Document passage:
Life after thesis

I’ve been meaning to write this post for about a month!

And now that it’s finally happening, I don’t know what to write. So, maybe I’ll start with a list. A list of things I’ve done since grad school ended on May 10, 2012. Here goes:

  1. cleaned the apartment
  2. traveled to China
  3. bought my grandparents an iPad
  4. escaped the city with a Zipcar
  5. reconnected with friends
  6. said goodbye to friends
  7. started a new job
  8. started apartment hunting
  9. started writing morning pages
  10. made felt foxes
  11. cooked dinner
  12. discovered new restaurants
  13. walked all over Manhattan
  14. watched every documentary on dogs and chickens on Netflix
  15. bought new clothing
  16. picnicked in Central Park
  17. swingdanced
  18. read

Whew.

It’s funny, reading back over this list, I can’t help but feel a real sense of pride and accomplishment. More so than I had felt when walking off stage after presenting my thesis to an audience of 200.

That’s a bit odd, isn’t it? Shouldn’t I have been thrilled to finally complete my Master’s Degree, and in front of so many people to boot? But in truth, what I felt was mostly relief. Not so much a sense of achievement, as just a big, deep, foundational exhalation of stale worries. And I remember thinking: Now that I’m free, I can finally face a real challenge for a change.

Don’t get me wrong, grad school was a challenge. It was spectacularly hard, both professionally and personally. Through it all, I learned a lot of visceral lessons about what it means to be a good designer, teammate, friend and human being. But up until the very end, grad school was still fourteen people, in an intimate studio, hunkered over our daily studently concerns.

Rows for point labeling:
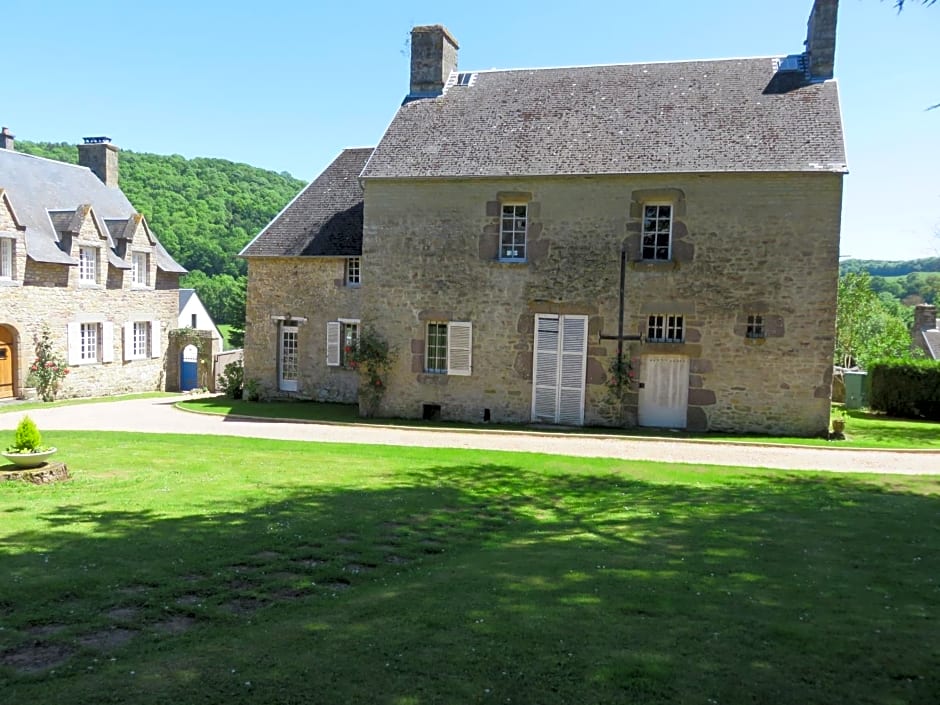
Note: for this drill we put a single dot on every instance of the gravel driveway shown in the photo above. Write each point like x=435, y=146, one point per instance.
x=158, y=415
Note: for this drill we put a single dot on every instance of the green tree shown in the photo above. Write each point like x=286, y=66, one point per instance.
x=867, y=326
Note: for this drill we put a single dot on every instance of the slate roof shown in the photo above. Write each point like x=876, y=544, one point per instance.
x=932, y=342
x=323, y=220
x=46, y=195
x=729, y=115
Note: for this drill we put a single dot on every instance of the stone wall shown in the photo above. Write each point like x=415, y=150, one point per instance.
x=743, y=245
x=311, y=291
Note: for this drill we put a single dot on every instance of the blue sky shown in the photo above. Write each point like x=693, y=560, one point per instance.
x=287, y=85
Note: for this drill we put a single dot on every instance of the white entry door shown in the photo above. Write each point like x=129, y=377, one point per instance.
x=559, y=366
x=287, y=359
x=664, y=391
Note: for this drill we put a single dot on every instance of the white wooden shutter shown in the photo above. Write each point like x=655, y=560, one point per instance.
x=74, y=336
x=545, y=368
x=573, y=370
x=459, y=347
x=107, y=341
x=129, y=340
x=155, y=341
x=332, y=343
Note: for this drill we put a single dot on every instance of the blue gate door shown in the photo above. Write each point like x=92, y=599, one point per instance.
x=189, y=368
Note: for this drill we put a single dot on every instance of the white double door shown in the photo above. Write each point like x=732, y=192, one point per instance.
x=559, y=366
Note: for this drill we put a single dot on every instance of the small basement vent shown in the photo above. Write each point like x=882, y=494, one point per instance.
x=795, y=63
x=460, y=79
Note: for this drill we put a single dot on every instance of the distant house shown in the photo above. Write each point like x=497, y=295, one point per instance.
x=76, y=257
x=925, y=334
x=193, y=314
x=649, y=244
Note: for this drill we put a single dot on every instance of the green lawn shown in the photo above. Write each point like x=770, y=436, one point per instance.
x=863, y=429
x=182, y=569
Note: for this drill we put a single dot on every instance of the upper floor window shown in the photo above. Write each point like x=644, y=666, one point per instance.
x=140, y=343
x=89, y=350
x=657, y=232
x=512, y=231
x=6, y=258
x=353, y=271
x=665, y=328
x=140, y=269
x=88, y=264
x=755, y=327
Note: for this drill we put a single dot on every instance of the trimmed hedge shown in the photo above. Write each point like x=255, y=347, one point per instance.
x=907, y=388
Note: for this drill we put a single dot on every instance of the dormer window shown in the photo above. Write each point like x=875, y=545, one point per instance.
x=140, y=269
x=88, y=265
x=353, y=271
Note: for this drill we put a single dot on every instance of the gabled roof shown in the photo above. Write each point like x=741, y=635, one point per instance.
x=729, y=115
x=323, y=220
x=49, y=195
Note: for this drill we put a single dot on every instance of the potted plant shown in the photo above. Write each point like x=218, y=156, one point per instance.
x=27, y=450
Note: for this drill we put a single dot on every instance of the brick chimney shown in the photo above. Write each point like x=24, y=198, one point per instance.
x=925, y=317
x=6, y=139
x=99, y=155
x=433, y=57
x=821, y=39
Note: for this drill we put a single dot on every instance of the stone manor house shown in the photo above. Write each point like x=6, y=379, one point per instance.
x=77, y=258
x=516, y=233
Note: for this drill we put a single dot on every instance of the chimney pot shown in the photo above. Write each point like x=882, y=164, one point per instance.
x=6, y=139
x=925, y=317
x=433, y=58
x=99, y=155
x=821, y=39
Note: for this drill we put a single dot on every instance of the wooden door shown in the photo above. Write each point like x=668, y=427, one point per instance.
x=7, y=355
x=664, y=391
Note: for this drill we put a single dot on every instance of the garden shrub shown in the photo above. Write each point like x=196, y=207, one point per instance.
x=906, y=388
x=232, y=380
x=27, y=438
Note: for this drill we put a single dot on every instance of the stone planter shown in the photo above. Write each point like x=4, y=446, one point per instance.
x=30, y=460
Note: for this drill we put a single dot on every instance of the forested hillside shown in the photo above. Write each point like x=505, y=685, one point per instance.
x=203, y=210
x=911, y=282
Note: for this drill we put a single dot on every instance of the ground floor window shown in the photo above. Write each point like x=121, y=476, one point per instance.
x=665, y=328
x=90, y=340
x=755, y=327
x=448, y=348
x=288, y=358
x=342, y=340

Directive: Render this sentence from the post about life after a thesis in Spanish: "Don’t get me wrong, grad school was a challenge." These rows are material separate from the post.

Completed exercise: No me malinterpretes, el posgrado fue un desafío.